## STATED TASK
Extract every line of the items below verbatim, omitting the pictures.

## ENTRIES SHOWN
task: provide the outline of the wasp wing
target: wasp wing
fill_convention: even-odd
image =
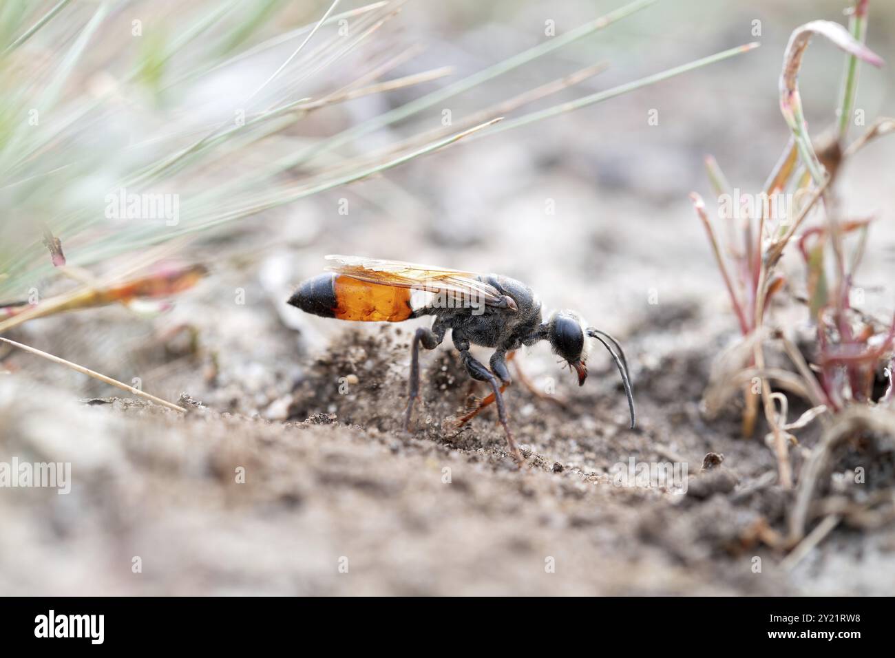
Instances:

## FINAL ANSWER
task: provide the outline of the wasp wing
target: wasp wing
fill_convention: even-odd
image =
Instances:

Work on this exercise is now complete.